→ **Stated exercise**: Write the next part of the staircase makeover text below, picking up right after its final sentence.

start Source text

Next up was finding a more modern newel post. We were originally going to purchase one, but after looking at prices, we quickly changed our minds.

Instead, we found scrap pieces of MDF leftover from other projects and came up with our own design.

We started building around the existing post so we didn’t have to buy anything.

We secured it with the original screws before putting the front piece on. Then we continued building out from there.

When we first came up with the design, I didn’t realize how many layers it would take! This thing weighs a ton I’m sure.

To finish, we decided to keep it flat on top. That square was the last piece we added.


We picked up a new handrail so I didn’t have to deal with deglossing and sanding the finish off of the old oak one. This project would have cost even less if I’d used the existing handrail, but I knew I’d be painting it white, so we forked over the $80.

Then we put a piece of MDF along the bottom, just above the trim. And before securing the handrail, we put another piece of MDF along the wall.

end Source text
start Collected material

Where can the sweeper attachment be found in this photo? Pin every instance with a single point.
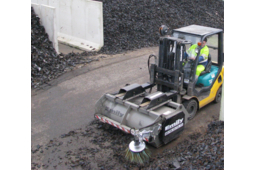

end Collected material

→ **Response to the exercise**:
We picked up these square balusters at Home Depot for around $5 each. They’re 1 1/4 inches wide.

The general rule of thumb is to keep balusters less than 4 inches apart. So the first step was to figure out our spacing. And since I don’t like complicated math problems, I got real “technical” and cut up a bunch of 1 1/4 inch pieces of painter’s tape.

We spaced them out on the bottom piece of MDF until we got it right. Then we marked it all out in pencil. Our spacing came out to around 3 3/4 inches.

Then it was time to put in the balusters! We started at the newel post and worked our way up from there.

The process was pretty simple, but it took a lot of very careful measuring.

An important tip when redoing stairs is to cut everything one at a time, measuring as you go. So that’s what we did.

First, we measured a spacer (that came with the handrail) and cut it. The first and last spacers were slightly different, but the rest were all 3 3/4 inches.

Starting at the newel post, we nailed a spacer to the handrail.

Next, we measured a baluster and cut the bottom at an angle. Then we placed it against the spacer and used a leveler to make sure the baluster was straight.

Then we cut the top at an angle. (For each angle, we just marked with a pencil and started from there, adjusting as we needed.)

To secure the baluster, we nailed it to right into the bottom piece of MDF at an angle. (I didn’t want the look of having spacers on the bottom.)

Then we finished by nailing the top of the baluster to the handrail, also at an angle.

We repeated the process for all 12 balusters. First spacers, then balusters.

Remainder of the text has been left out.